**Request**
Locate every line in the rows below that contains the word "stainless", and copy each of those lines in full.

**Data supplied**

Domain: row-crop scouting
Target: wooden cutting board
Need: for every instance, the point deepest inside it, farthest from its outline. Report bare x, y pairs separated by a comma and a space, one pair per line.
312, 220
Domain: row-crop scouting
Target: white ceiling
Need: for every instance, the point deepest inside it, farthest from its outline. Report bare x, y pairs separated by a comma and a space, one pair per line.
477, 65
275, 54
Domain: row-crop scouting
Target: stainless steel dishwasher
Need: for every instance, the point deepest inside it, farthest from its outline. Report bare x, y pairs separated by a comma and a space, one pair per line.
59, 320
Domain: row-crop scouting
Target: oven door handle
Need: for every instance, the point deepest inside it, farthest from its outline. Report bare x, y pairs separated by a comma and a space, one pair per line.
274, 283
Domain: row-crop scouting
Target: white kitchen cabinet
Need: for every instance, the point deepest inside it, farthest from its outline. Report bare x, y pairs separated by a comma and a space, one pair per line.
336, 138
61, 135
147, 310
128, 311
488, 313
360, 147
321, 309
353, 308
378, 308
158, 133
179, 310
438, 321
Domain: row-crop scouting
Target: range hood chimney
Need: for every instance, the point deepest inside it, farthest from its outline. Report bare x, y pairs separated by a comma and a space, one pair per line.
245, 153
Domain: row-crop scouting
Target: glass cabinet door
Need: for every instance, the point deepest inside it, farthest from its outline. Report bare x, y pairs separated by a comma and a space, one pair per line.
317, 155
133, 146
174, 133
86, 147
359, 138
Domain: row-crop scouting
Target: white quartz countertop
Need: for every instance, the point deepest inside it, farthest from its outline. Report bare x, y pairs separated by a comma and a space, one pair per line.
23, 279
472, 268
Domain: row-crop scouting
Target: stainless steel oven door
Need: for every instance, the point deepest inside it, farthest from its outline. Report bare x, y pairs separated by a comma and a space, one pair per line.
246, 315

**Answer to this exercise**
Target: stainless steel dishwasher
Target: stainless steel oven door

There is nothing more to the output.